**Texto de referencia**
===
Estos años evidencian que la conversión de Edwards no fue un suceso instantáneo, sino más bien una sucesión de perturbaciones cada vez más profundas que, implacablemente, produjeron en su ser una consciencia de su debilidad natural, incluso su impotencia, junto con el sentido de la gracia divina. Raras veces conoció la tranquilidad o lo que él más tarde llamó “dulce complacencia en Dios”, sin ser consciente también de temblores inquietantes en su alma. Su Narración personal se vuelve de lo más dramática cuando describe no solo su deseo de verse tan absorbido en Cristo, sino también su sensación omnipresente de indignidad. Ni siquiera su llegada a Northampton en 1727 para ocupar el púlpito junto a su ilustre abuelo ni su matrimonio con Sara Pierrepont, ese mismo año, disolvieron esos sentimientos antitéticos. En lugar de eso, su consciencia creciente de las “dulces y gloriosas” doctrinas del evangelio evidenciaba, en contraste, la sensación de su “maldad infinita”. La importancia de esta sensación doble se derivaba de la naturaleza de la madurez religiosa. Por supuesto, no es que Edwards se hubiera vuelto más malvado, sino que su conciencia profundizada le permitía verse con mayor transparencia. Como en el caso de Pablo, que aun regenerado se consideraba “el mayor de los pecadores”, Edwards, que se consideraba bendecido por “la dulce gracia y el amor” de Dios, se veía también como alguien que merecía “el lugar más profundo del infierno”. En ambos casos la conversión supuso una nueva forma de entenderse a sí mismo en relación con Dios.

Aunque es importante admitir que la juventud de Edwards fue un momento de ferviente despertar religioso, es incluso más crucial recordar que las experiencias religiosas de Edwards, tanto si conllevaban una carga de pecado como de santidad, constituyeron el fundamento de su vida. No entender esto supone ignorar el significado esencial de todo lo que escribió más adelante en su vida. En la historia intelectual de Estados Unidos ha habido pocas personas que enraizasen más profundamente que Edwards sus escritos en la experiencia privada. Para él, se trataba de una experiencia cristiana. Como ingredientes de esa realidad tenía las doctrinas del pecado y la salvación, el juicio, la gracia y la elección. Las defendía porque experimentaba esa realidad, no porque quisiera defender el calvinismo per se. Lo que Edwards definió repetidamente como “un sentido del corazón” nacía de ese sentido personal, empírico.

Por supuesto, podemos argumentar que la fuerza subyacente en los tratados principales de Edwards fue también polémica, y que esas obras iban destinadas a hombres y cuestiones teológicas concretas de su época. Así, por ejemplo, su Tratado sobre los afectos religiosos fue una respuesta a los racionalistas; su Humilde estudio sobre las cualificaciones de la comunión respondía a aquellas personas, incluso dentro de su propia congregación, que respaldaban la postura de Stoddard y el Pacto del Camino Intermedio*; su Libre albedrío buscaba el blanco claro de los arminianos; y su Doctrina sobre el pecado original fue una respuesta directa al reverendo John Taylor.
===
**Enunciado**
Por favor, reproduce sin cambios un fragmento del pasaje sobre Edwards: empieza en las palabras "Por supuesto, podemos" y detente después de "reverendo John Taylor.". Los datos no guardan ninguna relación con el pasaje sobre Edwards.

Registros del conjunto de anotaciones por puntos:
===
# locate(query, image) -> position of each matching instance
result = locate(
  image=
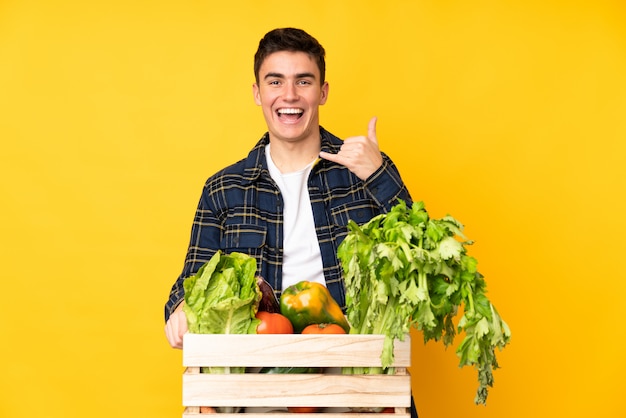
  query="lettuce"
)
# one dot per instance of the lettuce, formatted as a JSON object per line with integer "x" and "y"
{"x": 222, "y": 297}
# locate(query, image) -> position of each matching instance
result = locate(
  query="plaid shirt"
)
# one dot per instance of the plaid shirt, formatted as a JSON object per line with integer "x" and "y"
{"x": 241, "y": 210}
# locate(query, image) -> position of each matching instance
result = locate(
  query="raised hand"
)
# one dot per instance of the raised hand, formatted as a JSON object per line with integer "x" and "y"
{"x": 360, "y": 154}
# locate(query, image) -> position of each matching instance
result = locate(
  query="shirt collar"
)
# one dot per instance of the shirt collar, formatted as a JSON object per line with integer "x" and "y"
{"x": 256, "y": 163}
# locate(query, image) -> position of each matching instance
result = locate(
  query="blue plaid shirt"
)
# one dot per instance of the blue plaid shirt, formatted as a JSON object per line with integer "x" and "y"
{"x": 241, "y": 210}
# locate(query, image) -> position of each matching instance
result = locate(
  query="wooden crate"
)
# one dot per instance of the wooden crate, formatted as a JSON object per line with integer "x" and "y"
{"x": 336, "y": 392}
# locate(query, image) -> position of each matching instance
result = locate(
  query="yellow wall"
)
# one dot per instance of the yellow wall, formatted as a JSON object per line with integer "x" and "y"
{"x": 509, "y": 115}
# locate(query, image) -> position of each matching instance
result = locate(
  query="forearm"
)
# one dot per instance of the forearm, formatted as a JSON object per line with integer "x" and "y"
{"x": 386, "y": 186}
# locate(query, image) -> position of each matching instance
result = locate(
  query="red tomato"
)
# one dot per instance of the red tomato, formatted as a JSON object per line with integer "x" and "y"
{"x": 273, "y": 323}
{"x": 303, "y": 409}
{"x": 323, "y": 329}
===
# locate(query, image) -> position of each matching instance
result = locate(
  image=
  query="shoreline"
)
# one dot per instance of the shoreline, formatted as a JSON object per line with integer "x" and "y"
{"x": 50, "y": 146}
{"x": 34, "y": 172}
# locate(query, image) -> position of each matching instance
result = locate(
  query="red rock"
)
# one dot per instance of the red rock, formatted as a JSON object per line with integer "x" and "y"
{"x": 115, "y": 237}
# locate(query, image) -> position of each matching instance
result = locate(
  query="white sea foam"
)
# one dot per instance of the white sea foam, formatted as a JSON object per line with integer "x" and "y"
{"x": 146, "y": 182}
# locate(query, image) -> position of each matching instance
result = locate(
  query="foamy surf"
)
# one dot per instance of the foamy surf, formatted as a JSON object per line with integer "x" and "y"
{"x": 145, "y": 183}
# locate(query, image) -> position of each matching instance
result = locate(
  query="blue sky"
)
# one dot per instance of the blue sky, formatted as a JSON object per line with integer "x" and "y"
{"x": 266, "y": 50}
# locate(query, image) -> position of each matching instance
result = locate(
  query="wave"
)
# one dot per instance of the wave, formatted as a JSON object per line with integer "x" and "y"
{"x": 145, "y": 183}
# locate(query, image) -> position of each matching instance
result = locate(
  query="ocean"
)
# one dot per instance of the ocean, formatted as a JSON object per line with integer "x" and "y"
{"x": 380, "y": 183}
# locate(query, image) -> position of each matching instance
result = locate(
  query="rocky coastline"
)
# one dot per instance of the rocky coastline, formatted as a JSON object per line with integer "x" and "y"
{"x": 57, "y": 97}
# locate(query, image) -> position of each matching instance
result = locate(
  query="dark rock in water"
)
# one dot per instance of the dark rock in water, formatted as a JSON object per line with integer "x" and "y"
===
**Respuesta correcta**
Por supuesto, podemos argumentar que la fuerza subyacente en los tratados principales de Edwards fue también polémica, y que esas obras iban destinadas a hombres y cuestiones teológicas concretas de su época. Así, por ejemplo, su Tratado sobre los afectos religiosos fue una respuesta a los racionalistas; su Humilde estudio sobre las cualificaciones de la comunión respondía a aquellas personas, incluso dentro de su propia congregación, que respaldaban la postura de Stoddard y el Pacto del Camino Intermedio*; su Libre albedrío buscaba el blanco claro de los arminianos; y su Doctrina sobre el pecado original fue una respuesta directa al reverendo John Taylor.